*Problem description:*
Shift every x and y coordinate in the answers below by adding 98, then write out all the items again in full, requests included.

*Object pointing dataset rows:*
* Start *

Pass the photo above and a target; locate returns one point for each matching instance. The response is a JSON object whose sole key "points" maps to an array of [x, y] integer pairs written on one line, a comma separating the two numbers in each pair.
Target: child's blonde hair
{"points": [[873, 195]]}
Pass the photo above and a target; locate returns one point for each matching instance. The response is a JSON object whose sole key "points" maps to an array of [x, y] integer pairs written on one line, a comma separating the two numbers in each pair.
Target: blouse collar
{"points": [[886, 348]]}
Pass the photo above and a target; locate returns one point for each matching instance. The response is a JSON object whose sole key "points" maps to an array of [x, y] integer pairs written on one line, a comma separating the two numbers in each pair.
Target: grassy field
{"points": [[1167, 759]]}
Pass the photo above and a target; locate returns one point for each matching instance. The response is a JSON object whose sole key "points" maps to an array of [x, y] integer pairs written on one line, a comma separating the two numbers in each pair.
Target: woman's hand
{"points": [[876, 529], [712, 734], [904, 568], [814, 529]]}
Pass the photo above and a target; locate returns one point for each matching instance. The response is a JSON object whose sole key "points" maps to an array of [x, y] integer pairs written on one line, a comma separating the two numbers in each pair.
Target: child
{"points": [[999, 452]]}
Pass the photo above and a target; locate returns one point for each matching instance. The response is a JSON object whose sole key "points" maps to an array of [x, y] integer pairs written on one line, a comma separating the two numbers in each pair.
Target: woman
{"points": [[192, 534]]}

* End *

*Result:*
Pass the photo above and a target; locate returns one point for each matching instance. The response is a JSON object whose sole key "points" maps to an array of [x, y] integer pairs written on one line, a comma separating the two numbers in each pair.
Target: child's blonde hair
{"points": [[971, 293]]}
Pass the photo above and a target; locate returns one point for each matching instance. The response is a JSON object whose sole key "points" maps to an array of [x, y] integer pairs written on one line, a comma separating the two numbers in each pair.
Target: blouse collar
{"points": [[984, 446]]}
Pass the photo above and a target; locate returns one point for each matching instance. The response is a JSON object whose sole key "points" maps to an array of [x, y] integer pairs written on one line, a comma separating the two numbers in each pair.
Target: grassy field
{"points": [[1265, 857]]}
Pass the photo above and a target; locate returns one point for each matching instance. The response is a JSON object whose sole key "points" maps to an array of [x, y] integer pairs written on one line, a comma separating the two numbers in each pair.
Target: woman's hand
{"points": [[974, 627], [810, 832], [1002, 666], [912, 627]]}
Pass the photo above and a target; locate returns one point for each matching instance. The response is a JSON object whose sole key "points" maps to an array of [x, y] integer pairs written on one line, a comma separating the two numbers in each pair.
Target: child
{"points": [[1097, 550]]}
Pass the photo above and a target; locate returns one point for each matching instance. The response is a JSON object whose sole key "points" maps to an array of [x, y] integer pairs written on one line, a comma separating the two numbers in each pair.
Target: woman
{"points": [[290, 632]]}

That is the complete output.